• _WORK TO DO_: Reproduce exactly the lines from the one containing "Which spot lies innermost in each instance of the large" through the last line of the data, both ends included.

• _EXTRACTED ENTRIES_:
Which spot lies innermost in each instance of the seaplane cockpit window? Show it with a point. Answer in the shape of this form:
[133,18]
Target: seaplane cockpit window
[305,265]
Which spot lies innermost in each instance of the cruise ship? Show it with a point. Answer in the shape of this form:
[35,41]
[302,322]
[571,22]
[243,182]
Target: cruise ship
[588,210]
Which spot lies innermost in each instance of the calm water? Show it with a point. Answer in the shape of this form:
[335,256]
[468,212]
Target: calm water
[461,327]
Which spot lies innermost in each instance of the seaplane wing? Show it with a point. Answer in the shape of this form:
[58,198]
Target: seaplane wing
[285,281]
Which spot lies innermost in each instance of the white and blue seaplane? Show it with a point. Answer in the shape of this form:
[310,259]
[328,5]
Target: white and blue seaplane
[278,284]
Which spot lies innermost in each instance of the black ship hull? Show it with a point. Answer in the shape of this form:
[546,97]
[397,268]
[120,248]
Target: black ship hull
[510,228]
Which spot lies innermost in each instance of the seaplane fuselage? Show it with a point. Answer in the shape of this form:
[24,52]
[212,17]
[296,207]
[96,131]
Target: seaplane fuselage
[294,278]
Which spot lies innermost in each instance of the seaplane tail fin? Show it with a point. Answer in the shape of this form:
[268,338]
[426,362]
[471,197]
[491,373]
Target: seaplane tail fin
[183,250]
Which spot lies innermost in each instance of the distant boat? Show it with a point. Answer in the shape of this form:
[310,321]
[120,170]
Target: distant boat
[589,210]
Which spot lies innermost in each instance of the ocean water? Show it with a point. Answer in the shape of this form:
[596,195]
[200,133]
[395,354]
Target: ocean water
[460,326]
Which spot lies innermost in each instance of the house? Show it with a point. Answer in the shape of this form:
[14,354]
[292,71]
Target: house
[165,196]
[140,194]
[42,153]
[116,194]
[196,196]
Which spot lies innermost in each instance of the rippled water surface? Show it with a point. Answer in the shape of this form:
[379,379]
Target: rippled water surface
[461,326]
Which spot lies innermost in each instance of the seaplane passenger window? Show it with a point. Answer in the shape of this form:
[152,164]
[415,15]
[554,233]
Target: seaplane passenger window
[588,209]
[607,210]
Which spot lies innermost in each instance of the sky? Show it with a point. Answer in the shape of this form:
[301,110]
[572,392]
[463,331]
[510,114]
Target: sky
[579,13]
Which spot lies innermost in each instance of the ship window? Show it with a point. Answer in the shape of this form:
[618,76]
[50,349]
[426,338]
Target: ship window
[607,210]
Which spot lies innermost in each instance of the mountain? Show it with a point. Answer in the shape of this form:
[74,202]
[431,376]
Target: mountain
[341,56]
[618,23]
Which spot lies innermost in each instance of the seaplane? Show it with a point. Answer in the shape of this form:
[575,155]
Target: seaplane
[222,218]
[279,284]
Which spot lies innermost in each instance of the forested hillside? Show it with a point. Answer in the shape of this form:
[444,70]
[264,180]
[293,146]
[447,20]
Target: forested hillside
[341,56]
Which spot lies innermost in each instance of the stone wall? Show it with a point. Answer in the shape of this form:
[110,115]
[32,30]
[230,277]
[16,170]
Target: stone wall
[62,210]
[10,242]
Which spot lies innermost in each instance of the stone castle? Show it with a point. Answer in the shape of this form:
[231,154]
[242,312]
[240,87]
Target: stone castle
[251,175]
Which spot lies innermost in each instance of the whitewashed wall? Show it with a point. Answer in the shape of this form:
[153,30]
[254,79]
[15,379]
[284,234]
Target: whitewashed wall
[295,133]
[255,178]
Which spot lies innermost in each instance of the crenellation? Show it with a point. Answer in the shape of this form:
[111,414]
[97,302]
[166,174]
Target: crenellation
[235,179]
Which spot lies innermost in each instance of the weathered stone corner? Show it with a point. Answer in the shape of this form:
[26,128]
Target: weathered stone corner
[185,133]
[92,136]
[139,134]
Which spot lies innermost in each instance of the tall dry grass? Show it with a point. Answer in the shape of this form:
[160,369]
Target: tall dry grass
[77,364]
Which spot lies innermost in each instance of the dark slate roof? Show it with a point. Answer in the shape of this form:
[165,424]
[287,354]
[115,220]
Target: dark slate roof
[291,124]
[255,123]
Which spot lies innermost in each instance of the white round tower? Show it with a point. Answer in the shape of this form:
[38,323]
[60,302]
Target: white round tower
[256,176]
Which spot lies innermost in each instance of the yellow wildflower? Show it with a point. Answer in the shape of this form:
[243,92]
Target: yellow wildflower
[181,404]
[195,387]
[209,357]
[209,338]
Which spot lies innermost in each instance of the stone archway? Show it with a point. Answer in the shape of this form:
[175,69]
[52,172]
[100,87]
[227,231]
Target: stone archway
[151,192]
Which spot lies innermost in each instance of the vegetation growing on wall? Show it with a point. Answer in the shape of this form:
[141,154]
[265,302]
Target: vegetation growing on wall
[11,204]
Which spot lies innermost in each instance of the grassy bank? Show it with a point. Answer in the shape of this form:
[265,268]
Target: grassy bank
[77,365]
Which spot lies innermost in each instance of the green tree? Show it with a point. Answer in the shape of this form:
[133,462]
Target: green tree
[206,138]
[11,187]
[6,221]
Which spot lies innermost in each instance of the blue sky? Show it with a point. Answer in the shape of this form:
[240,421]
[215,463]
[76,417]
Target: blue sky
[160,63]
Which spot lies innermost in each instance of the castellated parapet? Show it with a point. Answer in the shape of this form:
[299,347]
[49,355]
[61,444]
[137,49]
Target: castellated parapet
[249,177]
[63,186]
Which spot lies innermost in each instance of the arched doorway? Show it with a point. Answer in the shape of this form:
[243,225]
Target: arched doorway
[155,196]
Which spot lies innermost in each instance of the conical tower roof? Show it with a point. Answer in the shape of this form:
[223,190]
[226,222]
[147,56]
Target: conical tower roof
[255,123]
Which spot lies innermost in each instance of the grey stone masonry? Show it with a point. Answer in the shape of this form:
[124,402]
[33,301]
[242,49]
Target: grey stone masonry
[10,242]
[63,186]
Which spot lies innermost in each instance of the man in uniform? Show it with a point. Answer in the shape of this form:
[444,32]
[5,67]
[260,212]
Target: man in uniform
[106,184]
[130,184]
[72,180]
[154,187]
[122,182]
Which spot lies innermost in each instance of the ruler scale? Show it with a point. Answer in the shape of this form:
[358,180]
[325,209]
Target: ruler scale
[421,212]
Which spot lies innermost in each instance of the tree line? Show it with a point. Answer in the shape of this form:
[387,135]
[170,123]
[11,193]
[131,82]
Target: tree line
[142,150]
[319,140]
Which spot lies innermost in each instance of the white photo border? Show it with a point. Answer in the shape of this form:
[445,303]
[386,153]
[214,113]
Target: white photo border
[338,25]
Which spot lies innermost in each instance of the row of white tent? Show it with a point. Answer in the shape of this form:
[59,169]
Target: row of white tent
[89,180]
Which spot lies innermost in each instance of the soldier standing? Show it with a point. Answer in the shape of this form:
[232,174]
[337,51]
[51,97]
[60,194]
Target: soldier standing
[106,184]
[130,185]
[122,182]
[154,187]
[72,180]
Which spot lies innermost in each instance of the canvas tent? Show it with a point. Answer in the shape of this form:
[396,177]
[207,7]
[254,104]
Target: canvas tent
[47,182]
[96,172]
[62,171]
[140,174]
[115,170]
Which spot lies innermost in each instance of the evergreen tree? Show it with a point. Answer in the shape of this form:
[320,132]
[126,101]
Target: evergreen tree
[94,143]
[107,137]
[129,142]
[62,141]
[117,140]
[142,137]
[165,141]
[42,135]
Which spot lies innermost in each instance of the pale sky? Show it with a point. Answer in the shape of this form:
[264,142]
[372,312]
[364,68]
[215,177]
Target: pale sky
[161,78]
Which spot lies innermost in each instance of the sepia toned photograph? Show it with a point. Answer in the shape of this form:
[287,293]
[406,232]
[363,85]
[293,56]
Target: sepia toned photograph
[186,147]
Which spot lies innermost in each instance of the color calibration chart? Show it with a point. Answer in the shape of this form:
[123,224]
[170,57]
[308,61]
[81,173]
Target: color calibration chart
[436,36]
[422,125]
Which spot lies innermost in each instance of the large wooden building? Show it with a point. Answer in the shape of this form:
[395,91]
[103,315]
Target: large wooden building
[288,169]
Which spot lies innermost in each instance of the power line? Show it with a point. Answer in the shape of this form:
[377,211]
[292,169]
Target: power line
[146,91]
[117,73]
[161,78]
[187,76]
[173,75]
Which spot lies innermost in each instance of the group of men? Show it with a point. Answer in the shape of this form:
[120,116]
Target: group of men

• _EXERCISE SOLUTION_:
Which spot lies innermost in each instance of the large wooden building? Show it with a point. Answer in the shape of this form:
[395,91]
[103,315]
Target: large wooden building
[288,169]
Which spot lies innermost in each instance of the power line? Show it with a point. Answer in the shape of this form:
[377,211]
[292,169]
Target: power line
[146,91]
[117,73]
[161,78]
[187,76]
[173,75]
Which spot lies innermost in each instance of the group of men? Show it with a point. Answer in the shape of this form:
[120,116]
Target: group of men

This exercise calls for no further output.